**Zu erledigen:**
A. Schreiben Sie aus dem Text zum Finanzpaket die Passage von „Eine entscheidende Rolle“ bis einschließlich „Haltung zum Gesetzentwurf?“ wortgetreu ab.
B. Wie viele Stimmen fehlen CDU, CSU und SPD laut dem Text zum Finanzpaket?

**Zitierter Text:**
%%

Berlin – Der 20. Bundestag befindet sich in seinen letzten Zügen. Aber auch vor einer zukunftsweisenden Entscheidung. Kommt die nötige Zwei-Drittel-Mehrheit zustande, die es für die von Union und SPD angestrebte Grundgesetzänderung benötigt? Ansonsten würde das Finanzpaket scheitern, das weitreichende Verteidigungsausgaben jenseits der Schuldenbremse und ein Sondervermögen von 500 Milliarden Euro für Investitionen in die Infrastruktur vorsieht.

Eine entscheidende Rolle kommt bei der wohl am Dienstag anstehenden Abstimmung im Bundestag offensichtlich den Grünen zu. Denn CDU, CSU und SPD fehlen 86 Stimmen, die ihnen die Ökopartei mit 117 Abgeordneten bescheren könnte. Die FDP wäre zwar eine mögliche Alternative, angesichts deren 90 Parlamentariern dürfte es jedoch kaum Abweichler geben, und eine Schuldenbremsen-Reform erscheint mit den Liberalen utopisch.

Grüne und das Finanzpaket von Merz: Parteiinterner Streit wegen Haltung zum Gesetzentwurf?

%%

**Daten:**
%%

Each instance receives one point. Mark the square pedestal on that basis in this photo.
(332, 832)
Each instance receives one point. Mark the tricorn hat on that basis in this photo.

%%

**Lösungen nacheinander:**
A.
Eine entscheidende Rolle kommt bei der wohl am Dienstag anstehenden Abstimmung im Bundestag offensichtlich den Grünen zu. Denn CDU, CSU und SPD fehlen 86 Stimmen, die ihnen die Ökopartei mit 117 Abgeordneten bescheren könnte. Die FDP wäre zwar eine mögliche Alternative, angesichts deren 90 Parlamentariern dürfte es jedoch kaum Abweichler geben, und eine Schuldenbremsen-Reform erscheint mit den Liberalen utopisch.

Grüne und das Finanzpaket von Merz: Parteiinterner Streit wegen Haltung zum Gesetzentwurf?

B. CDU, CSU und SPD fehlen 86 Stimmen.